The 2018 Vladimir Ivanovich Vernadsky Medal is awarded to Antje Boetius for groundbreaking contributions to biogeosciences and spearheading research on methane-based metabolisms and the marine carbon cycle.
Antje Boetius is Professor of Geomicrobiology at the University of Bremen and the lead researcher of the Helmholtz–Max Planck Research Group on Deep-Sea Ecology and Technology. After obtaining a PhD from the University of Bremen in Biology, she held research positions with the Institute for Baltic Sea Research in Warnemünde and the Max Planck Institute for Marine Microbiology in Bremen. She was Professor of Microbiology at Jacobs University Bremen and is currently the Vice Director of the MARUM Cluster of Excellence.
Boetius has received numerous awards for her trend-setting research including the Gottfried-Wilhelm-Leibniz Prize of DFG (theGerman Research Foundation), the European Research Council Advanced Investigator Grant, the Gustav-Steinmann-Medal, and the Copernicus Medal. She is a Fellow of the American Academy of Microbiology, and Elected Member of the European Academy of Sciences.

(Image point grounding data)
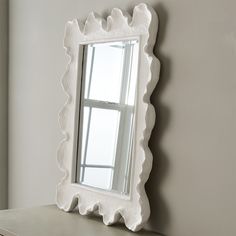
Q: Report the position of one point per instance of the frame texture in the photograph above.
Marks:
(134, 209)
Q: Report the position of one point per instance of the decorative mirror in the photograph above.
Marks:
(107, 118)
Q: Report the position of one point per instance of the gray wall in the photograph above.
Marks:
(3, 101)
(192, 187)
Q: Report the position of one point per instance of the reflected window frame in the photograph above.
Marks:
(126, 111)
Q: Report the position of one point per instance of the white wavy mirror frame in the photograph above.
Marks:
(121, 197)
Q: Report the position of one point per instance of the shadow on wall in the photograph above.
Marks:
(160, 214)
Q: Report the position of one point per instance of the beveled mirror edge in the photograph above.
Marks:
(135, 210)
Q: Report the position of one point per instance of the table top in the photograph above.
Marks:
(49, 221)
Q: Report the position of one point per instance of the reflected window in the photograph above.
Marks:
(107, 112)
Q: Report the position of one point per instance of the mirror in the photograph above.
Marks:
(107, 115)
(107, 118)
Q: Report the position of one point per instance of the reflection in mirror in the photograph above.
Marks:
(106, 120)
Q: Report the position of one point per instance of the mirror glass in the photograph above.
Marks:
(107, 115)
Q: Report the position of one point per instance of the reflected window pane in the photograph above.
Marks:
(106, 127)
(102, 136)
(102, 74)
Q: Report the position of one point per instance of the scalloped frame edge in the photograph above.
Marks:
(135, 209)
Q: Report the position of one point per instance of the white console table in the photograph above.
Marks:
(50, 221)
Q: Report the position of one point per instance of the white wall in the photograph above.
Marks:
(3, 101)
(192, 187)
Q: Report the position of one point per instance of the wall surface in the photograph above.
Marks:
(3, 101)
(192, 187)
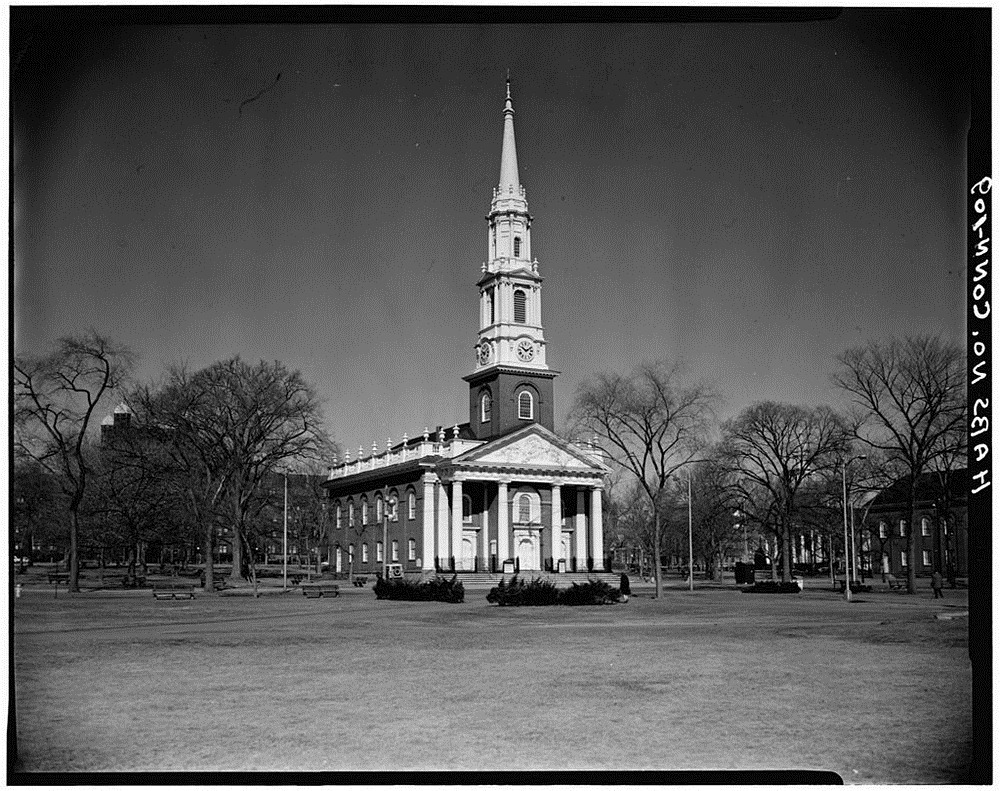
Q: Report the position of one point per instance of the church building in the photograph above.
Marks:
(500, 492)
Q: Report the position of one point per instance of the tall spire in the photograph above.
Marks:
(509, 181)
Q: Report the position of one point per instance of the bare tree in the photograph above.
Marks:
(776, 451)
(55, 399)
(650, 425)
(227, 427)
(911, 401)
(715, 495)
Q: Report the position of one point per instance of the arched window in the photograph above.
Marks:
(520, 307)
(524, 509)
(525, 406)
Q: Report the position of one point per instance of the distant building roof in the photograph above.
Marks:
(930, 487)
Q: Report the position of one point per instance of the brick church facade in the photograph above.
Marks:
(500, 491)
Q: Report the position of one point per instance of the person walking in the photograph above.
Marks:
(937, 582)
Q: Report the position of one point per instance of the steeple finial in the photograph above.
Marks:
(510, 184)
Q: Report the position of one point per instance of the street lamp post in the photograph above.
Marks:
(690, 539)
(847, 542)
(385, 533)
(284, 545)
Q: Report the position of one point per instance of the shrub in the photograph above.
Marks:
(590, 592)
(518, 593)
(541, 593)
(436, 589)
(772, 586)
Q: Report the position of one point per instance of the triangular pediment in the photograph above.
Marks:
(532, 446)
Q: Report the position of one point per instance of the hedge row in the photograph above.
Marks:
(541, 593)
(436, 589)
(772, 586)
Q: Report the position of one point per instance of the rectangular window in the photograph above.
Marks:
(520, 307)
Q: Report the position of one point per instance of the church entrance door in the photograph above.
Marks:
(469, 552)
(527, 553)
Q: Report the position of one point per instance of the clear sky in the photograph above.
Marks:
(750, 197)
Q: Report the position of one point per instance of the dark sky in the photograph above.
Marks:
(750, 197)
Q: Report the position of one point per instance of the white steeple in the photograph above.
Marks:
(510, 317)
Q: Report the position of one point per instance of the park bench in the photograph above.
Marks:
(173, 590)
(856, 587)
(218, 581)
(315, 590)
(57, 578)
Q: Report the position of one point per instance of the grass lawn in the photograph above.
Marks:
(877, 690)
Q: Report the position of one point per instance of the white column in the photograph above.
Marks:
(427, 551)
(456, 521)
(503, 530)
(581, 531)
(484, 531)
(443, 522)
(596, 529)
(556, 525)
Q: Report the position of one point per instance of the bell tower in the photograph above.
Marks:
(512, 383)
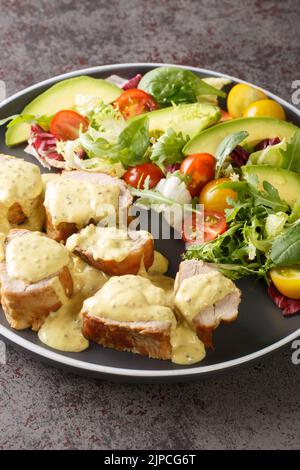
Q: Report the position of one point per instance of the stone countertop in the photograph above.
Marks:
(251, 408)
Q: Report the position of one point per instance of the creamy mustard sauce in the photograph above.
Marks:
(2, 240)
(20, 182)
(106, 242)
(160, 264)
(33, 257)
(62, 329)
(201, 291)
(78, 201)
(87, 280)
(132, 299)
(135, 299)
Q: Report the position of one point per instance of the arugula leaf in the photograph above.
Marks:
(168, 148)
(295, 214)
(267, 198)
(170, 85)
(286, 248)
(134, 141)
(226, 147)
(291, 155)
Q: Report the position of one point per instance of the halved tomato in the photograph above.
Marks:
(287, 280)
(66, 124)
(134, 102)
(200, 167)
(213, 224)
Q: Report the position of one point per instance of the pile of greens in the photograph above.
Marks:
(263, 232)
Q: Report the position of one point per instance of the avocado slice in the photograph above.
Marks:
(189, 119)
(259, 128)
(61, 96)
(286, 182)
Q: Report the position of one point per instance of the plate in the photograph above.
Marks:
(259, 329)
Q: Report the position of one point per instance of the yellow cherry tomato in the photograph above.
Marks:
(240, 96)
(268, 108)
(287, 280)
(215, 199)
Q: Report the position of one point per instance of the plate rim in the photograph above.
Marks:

■ **TASK BRIEF**
Answer these questions from the text about Antje Boetius:
(a) Which medal is she awarded in 2018?
(b) Where did she hold research positions after obtaining her PhD?
(c) Which American academy is she a Fellow of?

■ **SOLUTION**
(a) The Vladimir Ivanovich Vernadsky Medal
(b) The Institute for Baltic Sea Research in Warnemünde and the Max Planck Institute for Marine Microbiology in Bremen
(c) The American Academy of Microbiology